We explored generation efficiency, hydraulic tuning, pumping strategies and operational philosophy then defined an optimisation plan that matched supply to the real rhythm of the city. Alongside this, we developed a schedule of low-cost quick wins and a staged strategy for deeper decarbonisation.

Rather than prescribing wholesale replacement, we focused on unlocking the performance already present in the network and setting a clear direction for how it could evolve as the city’s needs change.

04 · What changed

A lighter, clearer, more efficient network

The proposals identified up to 30% improvement in operational energy use and CO₂ emissions, along with a clear distinction between immediate optimisation measures and longer-term investments.

Operators now have a coherent mental model of how the network behaves rather than isolated views from individual assets. Decision-makers have a credible roadmap that links quick wins to deeper change instead of treating them as separate conversations.

The result is a network that feels lighter to run, easier to explain and better aligned with the city’s financial and environmental commitments.

05 · Why it matters

Heat that helps a city thrive

Optimising a heat network is not just about tuning equipment. It is about improving the conditions that shape everyday life in a city.

When heat flows well, homes are more comfortable at lower cost, public buildings become easier to run and local businesses gain reliability. The city produces less carbon and cleaner air, and progress towards Net Zero becomes tangible rather than theoretical.

This project shows how a technical exercise can become a civic opportunity. By seeing the network as living infrastructure rather than a collection of parts, the city can use heat as a quiet enabler of wellbeing and resilience for years to come.

Exercises:
[a] According to the heat network case study, what improvement in operational energy use and CO₂ emissions did the proposals identify?
[b] Reproduce the heat network case study from "Heat that helps" through "life in a city.", inclusive, substituting "machinery" for "equipment".

Supplied information:

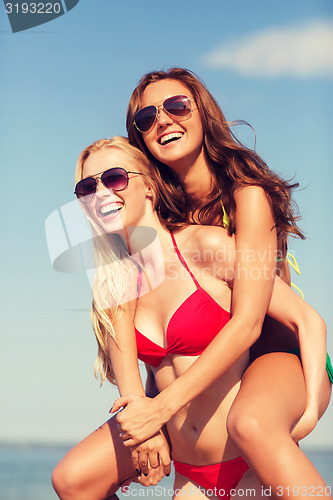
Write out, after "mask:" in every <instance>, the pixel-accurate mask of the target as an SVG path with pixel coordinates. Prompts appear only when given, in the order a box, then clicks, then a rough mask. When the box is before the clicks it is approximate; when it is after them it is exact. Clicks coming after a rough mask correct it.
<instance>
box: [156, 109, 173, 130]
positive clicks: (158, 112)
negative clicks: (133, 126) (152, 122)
mask: <svg viewBox="0 0 333 500" xmlns="http://www.w3.org/2000/svg"><path fill="white" fill-rule="evenodd" d="M172 123H173V120H172V118H171V117H170V115H168V113H166V112H165V110H164V108H163V106H160V107H159V109H158V111H157V124H158V126H159V127H163V126H165V125H171V124H172Z"/></svg>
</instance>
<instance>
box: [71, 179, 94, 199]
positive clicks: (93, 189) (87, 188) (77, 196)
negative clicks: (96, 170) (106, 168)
mask: <svg viewBox="0 0 333 500" xmlns="http://www.w3.org/2000/svg"><path fill="white" fill-rule="evenodd" d="M95 192H96V181H95V179H93V178H92V177H90V178H89V177H88V178H87V179H82V181H80V182H78V183H77V184H76V186H75V194H76V196H77V197H78V198H79V199H80V198H83V199H82V200H81V201H83V202H85V203H89V201H91V200H92V199H93V197H94V194H95Z"/></svg>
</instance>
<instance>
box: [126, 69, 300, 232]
mask: <svg viewBox="0 0 333 500" xmlns="http://www.w3.org/2000/svg"><path fill="white" fill-rule="evenodd" d="M166 79H169V80H177V81H179V82H181V83H182V84H183V85H185V86H186V87H187V88H188V89H189V90H190V91H191V93H192V95H193V97H194V99H195V102H196V105H197V107H198V110H199V113H200V117H201V122H202V127H203V131H204V151H205V156H206V159H207V162H208V166H209V168H210V170H211V172H212V174H213V177H214V178H215V179H216V184H215V186H214V187H213V189H212V191H211V192H210V193H209V194H208V196H206V197H205V198H203V199H201V200H200V201H198V203H197V204H196V206H194V207H192V210H193V209H194V210H195V213H196V218H197V220H198V221H199V223H201V224H207V225H214V224H222V225H223V223H222V216H223V211H222V209H221V200H222V203H223V206H224V209H225V211H226V213H227V215H228V217H229V223H228V231H229V234H233V233H235V211H236V205H235V199H234V189H235V186H236V185H237V184H238V185H239V184H240V185H243V186H246V185H256V186H260V187H262V188H263V189H264V190H265V192H266V193H267V194H268V196H269V199H270V201H271V206H272V210H273V215H274V220H275V224H276V228H277V231H278V235H279V237H280V238H282V240H285V239H286V237H287V235H288V234H290V235H293V236H299V237H301V238H304V236H303V234H302V232H301V230H300V229H299V227H298V226H297V220H298V219H299V217H298V216H296V215H295V209H296V208H297V206H296V204H295V203H294V202H293V200H292V198H291V192H292V190H293V189H294V188H297V187H298V183H290V182H288V181H285V180H283V179H282V178H280V177H279V176H278V175H277V174H275V173H273V172H272V171H271V170H270V169H269V168H268V166H267V165H266V163H265V162H264V161H263V160H262V159H261V158H260V156H259V155H258V154H257V153H255V151H253V150H251V149H249V148H247V147H245V146H244V145H242V144H241V143H240V142H239V141H238V140H237V139H236V138H235V136H234V134H233V133H232V132H231V130H230V126H231V125H232V124H234V123H235V122H233V123H231V124H230V123H228V122H227V120H226V119H225V117H224V115H223V113H222V111H221V108H220V107H219V105H218V104H217V102H216V101H215V99H214V98H213V96H212V95H211V94H210V92H209V91H208V90H207V88H206V86H205V85H204V83H203V82H202V81H201V80H200V79H199V78H198V77H197V76H196V75H195V74H194V73H192V72H191V71H189V70H186V69H183V68H171V69H169V70H168V71H154V72H151V73H147V74H146V75H144V76H143V77H142V78H141V80H140V82H139V84H138V86H137V87H136V88H135V89H134V91H133V93H132V96H131V99H130V101H129V105H128V110H127V121H126V126H127V131H128V137H129V139H130V141H131V143H132V144H134V145H135V146H137V147H138V148H140V149H141V150H142V151H143V152H144V153H145V154H146V155H147V157H148V158H149V160H150V162H151V163H153V164H154V165H155V166H157V169H158V171H159V172H160V175H161V179H162V180H163V181H164V182H165V189H167V190H168V191H169V192H170V193H172V195H173V200H175V199H181V197H182V198H184V195H185V193H184V190H183V189H182V187H181V186H180V183H179V181H178V179H177V177H176V175H175V174H174V173H173V172H172V171H171V169H170V168H169V167H167V166H166V165H164V164H163V163H161V162H159V161H158V160H157V159H156V158H154V157H153V156H152V154H151V153H150V152H149V150H148V148H147V147H146V145H145V142H144V140H143V137H142V134H141V133H140V132H139V131H138V130H137V129H136V127H135V126H134V117H135V115H136V113H137V111H139V110H140V108H141V107H142V105H141V101H142V95H143V92H144V90H145V89H146V87H147V86H148V85H150V84H151V83H154V82H158V81H160V80H166ZM173 204H174V205H176V206H177V202H175V201H173Z"/></svg>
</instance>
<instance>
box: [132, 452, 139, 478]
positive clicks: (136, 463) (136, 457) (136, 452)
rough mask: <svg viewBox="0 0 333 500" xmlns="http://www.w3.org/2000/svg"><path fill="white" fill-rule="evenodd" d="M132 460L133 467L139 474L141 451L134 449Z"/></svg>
mask: <svg viewBox="0 0 333 500" xmlns="http://www.w3.org/2000/svg"><path fill="white" fill-rule="evenodd" d="M132 462H133V467H134V469H135V472H136V473H137V474H140V473H141V470H140V463H139V453H138V451H136V450H132Z"/></svg>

Solutions to each task:
[a] Up to 30% improvement.

[b]
Heat that helps a city thrive

Optimising a heat network is not just about tuning machinery. It is about improving the conditions that shape everyday life in a city.